START Source extract

I can see what you're going for, but going through life like nothing matters is grim.
Put some effort in because it does matter. The big secret is that, most of the time, a little effort is more than enough.

when i say nothing matters, it is more of a way to free myself from expectations, societal rules, that sort of thing. I still have my goals, but I get in a state of despair every now and then.

Wish you the best user.

it never ends, the race never ends. You're on a journey, or about to go on one. At the end of the journey is death, a good death if you make it. There is nothing to life other than the journey and the fruits of said journey. You can create beautiful things or continue living in dismay and horror. Eat well, run like a hunter and train like a warrior. Sleep and care for your family. Or you will die waiting for death.

just came back after a long walk. This advice will stick in my mind forever. If you're still here, you have my greatest thanks and i wish you the best. Don't forget what you said to me and what you have done for me.

honestly i'm not one for tattoos, but that last phrase you said is something i want on my skin so i can see it every day. "or you will die waiting for death"

END Source extract
START Items

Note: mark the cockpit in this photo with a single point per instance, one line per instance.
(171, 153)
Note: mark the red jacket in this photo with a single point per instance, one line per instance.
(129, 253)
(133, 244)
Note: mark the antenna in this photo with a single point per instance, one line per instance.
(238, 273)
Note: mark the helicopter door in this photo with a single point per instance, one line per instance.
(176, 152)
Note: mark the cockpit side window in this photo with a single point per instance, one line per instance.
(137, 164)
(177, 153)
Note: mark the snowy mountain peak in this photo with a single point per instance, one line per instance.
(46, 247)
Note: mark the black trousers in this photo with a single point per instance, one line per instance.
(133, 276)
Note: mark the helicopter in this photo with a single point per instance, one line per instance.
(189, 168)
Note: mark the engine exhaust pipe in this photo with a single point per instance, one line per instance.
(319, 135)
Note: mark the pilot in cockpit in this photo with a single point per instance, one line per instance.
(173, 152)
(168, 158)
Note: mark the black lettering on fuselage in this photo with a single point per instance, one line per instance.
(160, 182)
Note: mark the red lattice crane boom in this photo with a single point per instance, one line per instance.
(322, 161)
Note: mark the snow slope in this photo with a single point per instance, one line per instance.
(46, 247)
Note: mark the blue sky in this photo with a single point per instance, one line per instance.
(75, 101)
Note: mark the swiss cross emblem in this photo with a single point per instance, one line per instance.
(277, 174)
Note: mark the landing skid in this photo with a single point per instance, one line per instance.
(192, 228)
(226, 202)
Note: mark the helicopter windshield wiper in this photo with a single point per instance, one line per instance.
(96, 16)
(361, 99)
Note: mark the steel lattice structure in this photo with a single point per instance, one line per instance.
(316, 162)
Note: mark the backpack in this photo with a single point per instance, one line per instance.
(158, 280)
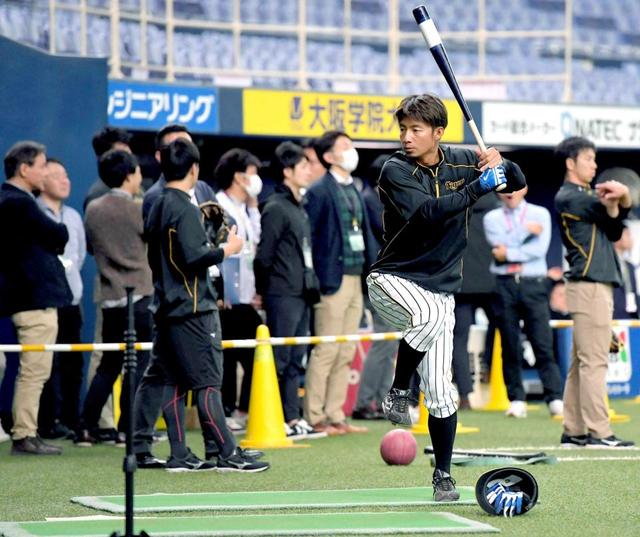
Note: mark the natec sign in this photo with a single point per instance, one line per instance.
(548, 124)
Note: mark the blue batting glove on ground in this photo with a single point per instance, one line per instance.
(492, 178)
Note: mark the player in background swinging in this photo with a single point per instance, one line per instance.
(426, 190)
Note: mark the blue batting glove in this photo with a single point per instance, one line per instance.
(493, 179)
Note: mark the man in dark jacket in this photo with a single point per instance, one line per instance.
(478, 286)
(32, 285)
(427, 190)
(343, 250)
(187, 348)
(591, 220)
(282, 257)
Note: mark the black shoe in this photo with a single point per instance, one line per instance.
(190, 463)
(238, 461)
(367, 414)
(608, 442)
(567, 440)
(58, 431)
(121, 439)
(444, 487)
(254, 454)
(160, 436)
(395, 406)
(84, 439)
(105, 436)
(147, 461)
(32, 445)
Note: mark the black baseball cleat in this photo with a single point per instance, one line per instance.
(238, 461)
(395, 406)
(191, 463)
(567, 440)
(147, 461)
(608, 442)
(212, 456)
(444, 487)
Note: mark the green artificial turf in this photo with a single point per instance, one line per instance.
(290, 499)
(329, 523)
(579, 498)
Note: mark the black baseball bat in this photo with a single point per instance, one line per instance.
(432, 38)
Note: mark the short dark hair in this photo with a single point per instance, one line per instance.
(168, 129)
(427, 108)
(177, 158)
(572, 146)
(104, 140)
(325, 143)
(54, 160)
(375, 168)
(114, 167)
(234, 160)
(287, 155)
(19, 153)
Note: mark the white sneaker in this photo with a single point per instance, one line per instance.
(556, 407)
(414, 414)
(517, 409)
(301, 429)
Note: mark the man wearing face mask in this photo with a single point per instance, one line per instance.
(343, 249)
(237, 176)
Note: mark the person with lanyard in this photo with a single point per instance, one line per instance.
(519, 234)
(285, 278)
(60, 399)
(343, 249)
(237, 176)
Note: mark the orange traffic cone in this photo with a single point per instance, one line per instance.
(614, 417)
(498, 400)
(265, 427)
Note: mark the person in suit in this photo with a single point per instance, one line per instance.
(33, 285)
(343, 249)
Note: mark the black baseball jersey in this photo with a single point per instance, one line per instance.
(425, 216)
(588, 234)
(180, 255)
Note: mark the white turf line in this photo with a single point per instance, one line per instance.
(557, 447)
(577, 459)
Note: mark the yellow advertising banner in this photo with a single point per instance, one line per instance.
(308, 114)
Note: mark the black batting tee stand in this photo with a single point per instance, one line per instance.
(130, 465)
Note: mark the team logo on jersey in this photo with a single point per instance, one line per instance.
(454, 185)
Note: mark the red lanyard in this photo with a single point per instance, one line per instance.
(508, 220)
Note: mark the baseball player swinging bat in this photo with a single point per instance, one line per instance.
(432, 38)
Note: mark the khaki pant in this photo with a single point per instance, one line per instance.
(106, 417)
(585, 391)
(32, 327)
(327, 377)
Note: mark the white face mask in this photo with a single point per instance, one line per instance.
(350, 160)
(255, 185)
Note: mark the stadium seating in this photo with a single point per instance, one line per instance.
(606, 42)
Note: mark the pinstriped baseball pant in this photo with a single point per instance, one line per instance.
(426, 320)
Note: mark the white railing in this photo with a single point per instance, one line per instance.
(169, 22)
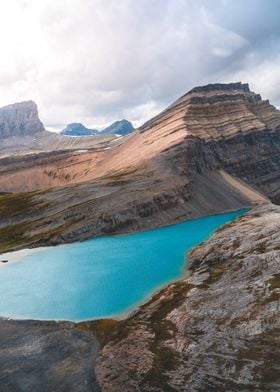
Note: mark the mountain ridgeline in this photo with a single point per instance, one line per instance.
(122, 127)
(215, 149)
(20, 119)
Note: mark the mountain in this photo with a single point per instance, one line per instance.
(216, 329)
(217, 148)
(20, 119)
(122, 127)
(78, 129)
(22, 132)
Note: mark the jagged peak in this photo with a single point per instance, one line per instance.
(221, 87)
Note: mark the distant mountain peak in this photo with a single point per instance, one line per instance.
(78, 129)
(120, 127)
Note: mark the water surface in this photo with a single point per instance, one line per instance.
(100, 277)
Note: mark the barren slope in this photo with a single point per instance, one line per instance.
(217, 329)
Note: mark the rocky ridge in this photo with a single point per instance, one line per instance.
(217, 329)
(215, 149)
(20, 119)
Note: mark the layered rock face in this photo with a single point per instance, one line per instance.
(78, 129)
(20, 119)
(213, 150)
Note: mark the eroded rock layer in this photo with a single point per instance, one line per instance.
(215, 149)
(217, 329)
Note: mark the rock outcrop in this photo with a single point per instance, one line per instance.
(217, 329)
(20, 119)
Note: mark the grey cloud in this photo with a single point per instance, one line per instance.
(96, 61)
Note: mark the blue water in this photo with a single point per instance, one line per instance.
(100, 277)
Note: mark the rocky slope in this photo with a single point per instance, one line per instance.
(215, 149)
(217, 329)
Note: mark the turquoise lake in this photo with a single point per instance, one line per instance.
(101, 277)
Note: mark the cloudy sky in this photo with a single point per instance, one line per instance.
(96, 61)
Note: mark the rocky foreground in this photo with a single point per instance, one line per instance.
(218, 329)
(215, 149)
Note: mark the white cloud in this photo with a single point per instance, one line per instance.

END Items

(List of tasks):
1. Reproduce word for word the thread about whether anything matters, everything from "when i say nothing" down to "the best user.".
2. Write the next part of the thread about whether anything matters, starting after its final post.
The records aren't needed here.

(Per-task outputs):
1.
when i say nothing matters, it is more of a way to free myself from expectations, societal rules, that sort of thing. I still have my goals, but I get in a state of despair every now and then.

Wish you the best user.

2.
Lift less weight and change your program. I only lose motivation when I make it a numbers game with a flawed view on progressive overload thinking getting stronger = getting more muscle. Lift for hypertrophy bro, have fun doing reps, you don't need to fucking fail the rep and have the barbell land on your chest hurting you. Just go down a notch, you will still be getting jacked if you want you can add volume instead of intensity

I fucking love lifting, I have a ways to go to be a sick cunt if I even ever will make it, but goddamn is it bliss to be in the middle of a heavy lift. The entire time I'm at the gym I'm in the zone, I don't worry about anything else except the lift. Then that burn you get when you've finished, how it lasts long after you've left, it's so potent. Not being able to lift would be disheartening.
Maybe your lack of drive isn't necessarily about working out? Is something bothering you that much?
But then on the other hand, you have to ask yourself if you're actually enjoying it, cause not everyone does unfortunately and if you're forcing yourself to do it out of some half cocked obligation, of course you're going to hate it and feel like you need to force yourself to do it.